**Provided passage:**
* Start *

Video by Celine Dion
- Released: 30 August 1999
- Recorded: 19–20 June 1999
- Venue: Stade de France (Paris)
- Genre: Pop
- Length: 117:00
- Languages: French; English;
- Label: Columbia
- Director: Gérard Pullicino
- Producer: Vito Luprano

Celine Dion chronology
| ...Live in Memphis 1997 (1998) | Au cœur du stade (1999) | All the Way... A Decade of Song & Video (2001) |

= Au cœur du stade (video) =

Au cœur du stade (lit. 'In the heart of the stadium') is the fifth home video by Canadian singer Celine Dion, released on 30 August 1999 by Columbia Records. The 90‑minute concert was filmed in June 1999 at the Stade de France in Paris during the Let's Talk About Love World Tour. Dion performed two consecutive sold‑out shows, each attended by more than 90,000 spectators, bringing the combined audience to over 180,000. The release was certified diamond in France.

== Content ==
During the concerts, Dion performed "J'irai où tu iras" with Jean-Jacques Goldman. "To Love You More" includes a violin solo by Taro Hakase, while Diana King appears on screen during "Treat Her Like a Lady". The setlist also incorporates several songs associated with the Bee Gees, including "Stayin' Alive" and "You Should Be Dancing". A video duet of "Tell Him" with Barbra Streisand was shown during the concerts but omitted from the DVD.

The DVD provides behind‑the‑scenes material related to the creation of S'il suffisait d'aimer and Let's Talk About Love. It also includes an appearance by Sir George Martin and rare footage of Dion, Streisand, David Foster, and lyricist Linda Thompson discussing "Tell Him". The full "Tell Him" music video is included as a bonus.

A CD edition of the concert was released separately.

== Commercial performance ==
Au cœur du stade received a diamond certification in France in 2001 for sales exceeding 100,000 copies.

* End *

[Point annotation records]
* Start *

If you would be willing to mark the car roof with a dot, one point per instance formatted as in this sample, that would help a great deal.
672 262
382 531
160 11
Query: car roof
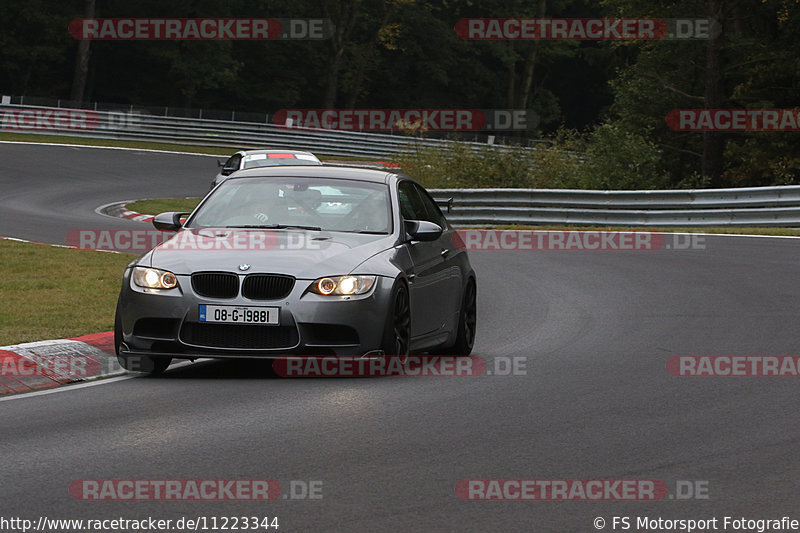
311 171
274 151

* End *

**Written request:** Recast the paragraph of the concert video article above that begins "During the concerts, Dion performed" as a bulleted list, keeping its main facts.

**Response to this task:**
- Dion sang "J'irai où tu iras" with Jean-Jacques Goldman.
- "To Love You More" features a violin solo by Taro Hakase.
- Diana King appears on screen during "Treat Her Like a Lady".
- The setlist includes several songs associated with the Bee Gees, such as "Stayin' Alive" and "You Should Be Dancing".
- A video duet of "Tell Him" with Barbra Streisand was shown at the concerts but left off the DVD.